───── Source excerpt ─────

# Tent Recommendation



## eriebound (Jul 19, 2006)

I am looking to roam the UP this summer for a couple of weeks in search of trout.

Thinking of buying a tent to camp as a place to stay during my wandering

Any of you camping experts have a recomendation on a tent that is easy to set up, light, and could sleep up to 3 portly gentlmen

I appreciate it


----------



## skipper34 (Oct 13, 2005)

Take a look at www.cabelas.com. They have every kind of tent under the sun.


----------



## uptracker (Jul 27, 2004)

Eureka's Two Man's are good. Can't remember what I have but be sure to get one with a good vestibule and one that is about 4 lbs. I think I spent $185 for mine. You can get cheaper ones, but you get what you pay for.

I think I have the Mountain Pass.


----------



## Bearblade (Dec 30, 2005)

───── Items ─────

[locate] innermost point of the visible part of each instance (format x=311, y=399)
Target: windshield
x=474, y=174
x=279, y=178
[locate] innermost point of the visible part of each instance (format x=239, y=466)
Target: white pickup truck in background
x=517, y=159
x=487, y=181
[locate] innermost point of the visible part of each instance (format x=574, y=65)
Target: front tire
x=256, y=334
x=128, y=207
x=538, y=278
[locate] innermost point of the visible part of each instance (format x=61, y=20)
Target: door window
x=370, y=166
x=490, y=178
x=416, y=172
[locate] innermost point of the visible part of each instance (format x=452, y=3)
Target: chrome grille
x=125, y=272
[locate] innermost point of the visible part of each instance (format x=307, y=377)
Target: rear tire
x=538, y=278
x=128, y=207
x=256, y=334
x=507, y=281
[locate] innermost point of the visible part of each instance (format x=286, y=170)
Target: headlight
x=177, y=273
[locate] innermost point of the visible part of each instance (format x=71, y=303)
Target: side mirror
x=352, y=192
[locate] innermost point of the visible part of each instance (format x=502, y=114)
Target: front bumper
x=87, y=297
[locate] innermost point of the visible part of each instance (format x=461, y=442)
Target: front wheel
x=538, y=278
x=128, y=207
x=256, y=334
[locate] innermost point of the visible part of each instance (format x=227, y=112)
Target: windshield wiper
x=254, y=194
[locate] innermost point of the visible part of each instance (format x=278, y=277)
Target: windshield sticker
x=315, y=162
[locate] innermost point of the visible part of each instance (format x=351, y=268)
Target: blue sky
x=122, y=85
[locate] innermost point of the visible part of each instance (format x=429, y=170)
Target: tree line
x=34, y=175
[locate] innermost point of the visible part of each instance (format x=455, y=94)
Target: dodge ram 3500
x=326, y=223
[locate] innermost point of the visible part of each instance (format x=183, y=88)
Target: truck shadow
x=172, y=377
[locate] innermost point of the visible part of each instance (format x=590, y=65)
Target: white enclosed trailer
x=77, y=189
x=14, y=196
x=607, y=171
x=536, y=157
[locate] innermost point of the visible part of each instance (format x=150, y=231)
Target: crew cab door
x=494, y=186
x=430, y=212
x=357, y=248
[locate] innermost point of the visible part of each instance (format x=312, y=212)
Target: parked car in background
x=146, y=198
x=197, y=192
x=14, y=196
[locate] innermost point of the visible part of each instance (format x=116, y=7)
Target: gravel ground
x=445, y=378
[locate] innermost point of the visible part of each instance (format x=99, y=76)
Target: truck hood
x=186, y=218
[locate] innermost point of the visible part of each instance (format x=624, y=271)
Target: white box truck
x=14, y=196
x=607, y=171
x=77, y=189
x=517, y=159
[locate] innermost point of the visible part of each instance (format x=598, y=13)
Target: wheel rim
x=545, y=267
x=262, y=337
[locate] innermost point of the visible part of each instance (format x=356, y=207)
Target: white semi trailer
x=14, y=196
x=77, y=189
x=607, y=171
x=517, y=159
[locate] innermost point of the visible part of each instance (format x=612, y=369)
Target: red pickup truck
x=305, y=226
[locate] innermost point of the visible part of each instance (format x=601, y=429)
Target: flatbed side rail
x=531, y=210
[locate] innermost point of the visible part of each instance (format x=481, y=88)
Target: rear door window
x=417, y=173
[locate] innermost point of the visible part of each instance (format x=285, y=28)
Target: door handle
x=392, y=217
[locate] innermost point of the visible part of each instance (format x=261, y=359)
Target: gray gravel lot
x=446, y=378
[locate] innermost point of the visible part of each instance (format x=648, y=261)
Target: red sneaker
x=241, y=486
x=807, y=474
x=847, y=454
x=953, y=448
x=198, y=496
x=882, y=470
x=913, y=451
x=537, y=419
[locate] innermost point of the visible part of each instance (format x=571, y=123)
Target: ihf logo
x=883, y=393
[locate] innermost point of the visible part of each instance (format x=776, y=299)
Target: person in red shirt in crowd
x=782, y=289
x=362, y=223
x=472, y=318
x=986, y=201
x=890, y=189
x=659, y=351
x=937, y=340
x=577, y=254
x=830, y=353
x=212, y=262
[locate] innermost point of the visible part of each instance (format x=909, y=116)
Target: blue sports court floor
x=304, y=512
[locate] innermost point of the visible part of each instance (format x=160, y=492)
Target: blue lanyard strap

─────

Problems to work on:
1. Summarize the tent recommendation thread in two sentences.
2. Revise the tent recommendation thread, reproducing everything from "## uptracker (Jul" down to "the Mountain Pass." with "vestibule" changed to "rain fly".
3. Pick up the tent recommendation thread from its last line and carry it forward.

Outputs for the tasks:
1. A poster plans to roam the UP for a couple of weeks this summer in search of trout and asks for a tent that is easy to set up, light, and can sleep up to three portly gentlemen. One reply points to cabelas.com for its wide range of tents, and another praises Eureka's two-man tents, advising a good vestibule and a weight of about 4 lbs, noting a $185 purchase and that you get what you pay for.

2.
## uptracker (Jul 27, 2004)

Eureka's Two Man's are good. Can't remember what I have but be sure to get one with a good rain fly and one that is about 4 lbs. I think I spent $185 for mine. You can get cheaper ones, but you get what you pay for.

I think I have the Mountain Pass.

3.
I have had a Eureka Timberland 4 man for years and it works well. It's been more faithful than my ex-wife:lol:! BUT, I've found if you want to sleep in a tent with any room, divide the manufacturers # of people it will sleep by 2! My 4 man will COMFORTABLY sleep 2 people and their gear - and I would really get the vestibule, great place to put wet boots and other junk. There's a zillion tents out there, but the Eurekas' in my opinion are a good value.


----------



## 22 Chuck (Feb 2, 2006)

Ditto Eurekas. And ditto the 3 man is good for 2-even with a vestuibule.


----------



## bhugo (Jan 12, 2007)

REI has tents that rival the best brands in quality, and a GREAT warranty. You pay a little more, but a lot less than some. I have a REI basecamp, and have used it for many years. It will handle 3 real big guys in comfort, and has a great rainfly system with a lot of ventilation. My old tent was a used rei that is over 20 years old and it still works great. I use it backpacking as it is a lot smaller.


----------



## MIoutdoorsjunkie (Oct 11, 2006)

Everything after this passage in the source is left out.